GIVEN INFORMATION →
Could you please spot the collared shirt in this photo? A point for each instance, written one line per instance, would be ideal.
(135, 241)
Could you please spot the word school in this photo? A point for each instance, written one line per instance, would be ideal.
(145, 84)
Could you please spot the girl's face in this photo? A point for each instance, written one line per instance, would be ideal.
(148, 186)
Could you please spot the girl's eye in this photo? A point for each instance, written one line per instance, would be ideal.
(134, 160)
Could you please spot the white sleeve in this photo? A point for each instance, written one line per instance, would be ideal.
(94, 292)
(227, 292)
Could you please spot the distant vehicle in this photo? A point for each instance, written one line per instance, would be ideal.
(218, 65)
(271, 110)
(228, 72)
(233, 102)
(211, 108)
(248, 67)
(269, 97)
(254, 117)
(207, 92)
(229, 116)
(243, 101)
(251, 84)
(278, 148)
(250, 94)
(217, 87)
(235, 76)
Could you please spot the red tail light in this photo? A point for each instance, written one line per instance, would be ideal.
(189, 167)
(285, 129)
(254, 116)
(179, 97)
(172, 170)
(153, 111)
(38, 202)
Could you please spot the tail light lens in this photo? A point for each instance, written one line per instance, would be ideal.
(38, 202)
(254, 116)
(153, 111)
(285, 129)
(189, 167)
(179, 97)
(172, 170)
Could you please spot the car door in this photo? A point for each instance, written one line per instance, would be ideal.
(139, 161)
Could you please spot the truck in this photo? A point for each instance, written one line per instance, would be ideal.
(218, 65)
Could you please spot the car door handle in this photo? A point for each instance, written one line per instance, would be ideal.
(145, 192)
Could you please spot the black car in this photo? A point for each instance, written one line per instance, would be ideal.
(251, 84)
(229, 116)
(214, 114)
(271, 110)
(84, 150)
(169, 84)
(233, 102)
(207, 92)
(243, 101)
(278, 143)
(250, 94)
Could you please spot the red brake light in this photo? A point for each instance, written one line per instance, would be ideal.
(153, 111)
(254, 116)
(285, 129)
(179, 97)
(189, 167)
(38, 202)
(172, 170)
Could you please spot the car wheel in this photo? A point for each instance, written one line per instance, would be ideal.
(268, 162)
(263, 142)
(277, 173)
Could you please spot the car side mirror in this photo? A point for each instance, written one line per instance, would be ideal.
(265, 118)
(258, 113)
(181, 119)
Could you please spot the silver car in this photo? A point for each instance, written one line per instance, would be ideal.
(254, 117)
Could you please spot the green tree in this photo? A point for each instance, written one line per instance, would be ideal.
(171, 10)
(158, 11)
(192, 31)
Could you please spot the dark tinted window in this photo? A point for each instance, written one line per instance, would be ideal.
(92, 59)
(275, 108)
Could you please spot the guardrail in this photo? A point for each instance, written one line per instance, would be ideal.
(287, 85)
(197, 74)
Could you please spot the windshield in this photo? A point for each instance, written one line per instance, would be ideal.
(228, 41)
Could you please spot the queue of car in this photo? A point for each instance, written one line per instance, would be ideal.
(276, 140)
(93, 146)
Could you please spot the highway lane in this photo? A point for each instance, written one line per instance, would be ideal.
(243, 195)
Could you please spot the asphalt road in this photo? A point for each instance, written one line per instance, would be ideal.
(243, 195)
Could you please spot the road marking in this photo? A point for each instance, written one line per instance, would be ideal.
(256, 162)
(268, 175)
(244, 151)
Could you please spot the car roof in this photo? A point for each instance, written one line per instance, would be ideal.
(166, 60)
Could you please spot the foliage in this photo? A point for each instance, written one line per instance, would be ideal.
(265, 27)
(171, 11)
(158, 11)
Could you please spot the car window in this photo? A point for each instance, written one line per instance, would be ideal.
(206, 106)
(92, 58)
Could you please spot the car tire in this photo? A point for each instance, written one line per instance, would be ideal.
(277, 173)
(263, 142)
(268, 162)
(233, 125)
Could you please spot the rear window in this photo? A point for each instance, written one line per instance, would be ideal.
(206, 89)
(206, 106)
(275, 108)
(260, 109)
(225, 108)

EXERCISE OBJECTIVE → Would you copy out each line exactly as written?

EXERCISE ANSWER →
Could you please spot the collared shirt in this photo? A point for each instance, written one line per instance, would be ideal.
(135, 241)
Could you please spot the word school in this photo? A point for each instance, written one line per instance, would be ideal.
(145, 84)
Could you please spot the girl's face in this photo? A point for each instance, written one line per instance, would be ideal.
(148, 186)
Could you please spot the girl's eye in this photo? A point for each instance, written one line per instance, would be ideal.
(134, 160)
Could you please spot the white sleeve in this photo? A point for each instance, written one line per instance, would be ideal.
(94, 292)
(227, 292)
Could you please spot the distant vehicle in this photo? A point for each instance, written one line per instance, would be ideal.
(218, 65)
(271, 110)
(228, 72)
(233, 102)
(211, 108)
(248, 67)
(269, 97)
(254, 117)
(207, 92)
(229, 116)
(243, 101)
(251, 84)
(278, 148)
(250, 94)
(217, 87)
(235, 76)
Could you please spot the red tail light in this photo? A point for each instance, written one line per instance, would be ideal.
(189, 167)
(285, 129)
(254, 116)
(179, 97)
(172, 170)
(153, 111)
(38, 202)
Could you please spot the tail light lens in this photo? A point for each instance, written one line per instance, would be ideal.
(38, 202)
(254, 116)
(153, 111)
(285, 129)
(189, 167)
(179, 97)
(172, 170)
Could you please spot the car door in this photo? A point for each instance, written one line per instance, would be ideal.
(139, 161)
Could you please spot the truck in this photo? A point for each instance, written one line per instance, would be ideal.
(218, 65)
Could you please spot the car door handle in this photo? A point for each instance, written one line per instance, would be ideal.
(145, 192)
Could you please spot the black car in this photo? A point for each instance, written one line per instance, would be ideal.
(251, 84)
(229, 116)
(214, 114)
(271, 110)
(84, 150)
(169, 84)
(233, 102)
(207, 92)
(243, 101)
(278, 143)
(250, 94)
Could you please spot the red brake light in this photo? A point for each instance, written one line per instance, would be ideal.
(153, 111)
(254, 116)
(285, 129)
(179, 97)
(189, 167)
(38, 202)
(172, 170)
Could you please spot the car wheel in this photo? A point for each instance, written one line per instance, would be ideal.
(268, 162)
(263, 142)
(277, 173)
Could you please spot the car side mirror in this photo? A point for each instance, written one line per instance, would be ideal.
(265, 118)
(258, 113)
(181, 119)
Could you please spot the silver car in this photo? A point for each instance, written one line per instance, would be ideal.
(254, 117)
Could you please spot the green tree in this photo? A point for each instance, written one line per instance, would be ideal.
(171, 10)
(158, 11)
(192, 31)
Could you please spot the dark tinted window in this photo? A point for each instance, written one line per instance, would be ideal.
(92, 59)
(275, 108)
Could you please spot the guardrail in this photo? A point for each instance, written one line per instance, would be ideal.
(287, 85)
(197, 74)
Could you please spot the windshield in this photo? A point for each instance, written one line per instance, would be ideal.
(228, 41)
Could you please spot the queue of car in this photo? A point for each instance, written one line per instance, would be ideal.
(276, 140)
(93, 146)
Could you please spot the highway lane in this photo? A point for each instance, written one line per instance, would be ideal.
(243, 195)
Could you please spot the asphalt road in this photo? A point for each instance, written one line per instance, would be ideal.
(243, 195)
Could you please spot the road marking in this photo? A point for each instance, written one line per instance, would be ideal.
(256, 162)
(268, 175)
(244, 151)
Could you please spot the car roof in this photo? A point for each instance, written one line per instance, would be ideal.
(166, 60)
Could you please spot the foliage in this photo? A point for each instance, written one line per instance, would be ideal.
(265, 27)
(171, 11)
(158, 11)
Could you please spot the car window in this photo? A point for each instance, written one line per instance, would be ideal.
(206, 106)
(92, 58)
Could you please spot the car tire in this photo? A point for each instance, written one line per instance, would be ideal.
(277, 173)
(263, 142)
(268, 162)
(233, 125)
Could you please spot the rear window in this photo? A point for each instance, written one line per instance, would be ideal.
(206, 89)
(206, 106)
(275, 108)
(260, 109)
(225, 108)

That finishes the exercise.